• _GIVEN RECORDS_:
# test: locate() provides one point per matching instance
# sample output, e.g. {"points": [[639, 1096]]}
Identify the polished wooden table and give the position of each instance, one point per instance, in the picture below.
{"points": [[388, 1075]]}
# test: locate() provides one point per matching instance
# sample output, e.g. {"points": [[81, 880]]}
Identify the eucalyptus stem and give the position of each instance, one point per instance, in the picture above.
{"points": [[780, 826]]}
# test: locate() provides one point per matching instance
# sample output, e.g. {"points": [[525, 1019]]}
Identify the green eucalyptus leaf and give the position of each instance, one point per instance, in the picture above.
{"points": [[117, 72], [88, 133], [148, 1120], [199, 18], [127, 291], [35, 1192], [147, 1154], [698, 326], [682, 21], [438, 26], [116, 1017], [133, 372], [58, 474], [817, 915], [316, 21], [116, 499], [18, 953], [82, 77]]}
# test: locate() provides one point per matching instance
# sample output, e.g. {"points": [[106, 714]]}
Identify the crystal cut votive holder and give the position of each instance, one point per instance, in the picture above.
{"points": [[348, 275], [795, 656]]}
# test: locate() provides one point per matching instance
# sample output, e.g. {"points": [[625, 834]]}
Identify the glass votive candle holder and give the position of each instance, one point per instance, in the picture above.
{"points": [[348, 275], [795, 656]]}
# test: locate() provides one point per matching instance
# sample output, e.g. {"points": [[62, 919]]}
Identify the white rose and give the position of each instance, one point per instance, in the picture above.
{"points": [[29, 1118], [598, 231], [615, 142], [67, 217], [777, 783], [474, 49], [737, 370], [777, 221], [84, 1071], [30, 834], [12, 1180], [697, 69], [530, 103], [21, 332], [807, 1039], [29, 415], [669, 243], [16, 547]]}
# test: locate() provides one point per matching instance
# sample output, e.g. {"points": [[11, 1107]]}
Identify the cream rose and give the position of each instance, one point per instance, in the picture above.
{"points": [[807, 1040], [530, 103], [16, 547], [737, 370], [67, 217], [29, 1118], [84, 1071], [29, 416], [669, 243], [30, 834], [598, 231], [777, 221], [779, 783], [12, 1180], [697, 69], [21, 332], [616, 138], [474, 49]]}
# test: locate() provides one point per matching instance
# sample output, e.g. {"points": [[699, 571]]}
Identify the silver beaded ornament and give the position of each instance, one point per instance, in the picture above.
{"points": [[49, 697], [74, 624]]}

• _TASK OBJECTIVE_: Using the data above, repeat every line exactly.

• _SOLUTION FOR THIS EXERCISE_:
# test: locate() provides one point per matching instance
# sample output, e.g. {"points": [[639, 1096]]}
Identify the polished wooden table and give the position of each instance, one point per instance, in the picture below.
{"points": [[388, 1075]]}
# test: locate() provides one point per matching instance
# sample output, e.g. {"points": [[81, 880]]}
Identify the eucalyptus stem and give the position of each instance, one point per instance, in the picture above.
{"points": [[780, 826]]}
# test: locate() provides one point per matching instance
# sample output, e.g. {"points": [[525, 1019]]}
Identify the green eucalyptus leaf and give the position of each instance, one point per instance, in the picture above.
{"points": [[117, 72], [88, 133], [148, 1120], [199, 18], [127, 291], [35, 1192], [147, 1154], [698, 326], [682, 21], [438, 26], [116, 1017], [133, 372], [58, 474], [817, 915], [316, 21], [116, 499], [18, 953], [82, 77]]}
# test: locate() provides one point per matching instance
# sample output, e.g. {"points": [[106, 714]]}
Identify the crystal cut votive holder and give the position of each instance, one point per instance, in the picture above.
{"points": [[348, 275], [795, 656]]}
# test: locate() provides one point per matching instance
# sample output, e.g. {"points": [[625, 834]]}
Identify the glass votive candle holder and give the position of each instance, one point per instance, in the picture above.
{"points": [[348, 275], [795, 656]]}
# test: locate() provides one point per matching instance
# sample output, e.g. {"points": [[62, 919]]}
Identify the white rose and give the position of each instance, one point per instance, in the picture above.
{"points": [[29, 1118], [598, 231], [615, 142], [67, 217], [777, 783], [474, 49], [737, 370], [777, 221], [84, 1071], [30, 834], [12, 1180], [697, 69], [530, 103], [21, 332], [807, 1039], [29, 415], [669, 243], [16, 547]]}
# test: locate() provides one point per matching instance
# sample output, e.g. {"points": [[11, 1107]]}
Identify the cream rose and give the position of each instance, one point per instance, in the picture above.
{"points": [[807, 1040], [530, 103], [16, 547], [737, 370], [67, 217], [29, 1118], [84, 1071], [29, 416], [669, 243], [30, 834], [598, 231], [777, 221], [779, 783], [12, 1180], [697, 69], [21, 332], [616, 138], [474, 49]]}
# test: locate() provides one point per matching instance
# sample output, e.g. {"points": [[699, 571]]}
Identify the silver beaded ornament and give the position of each instance, one point per instance, in the picture above.
{"points": [[49, 697], [74, 624]]}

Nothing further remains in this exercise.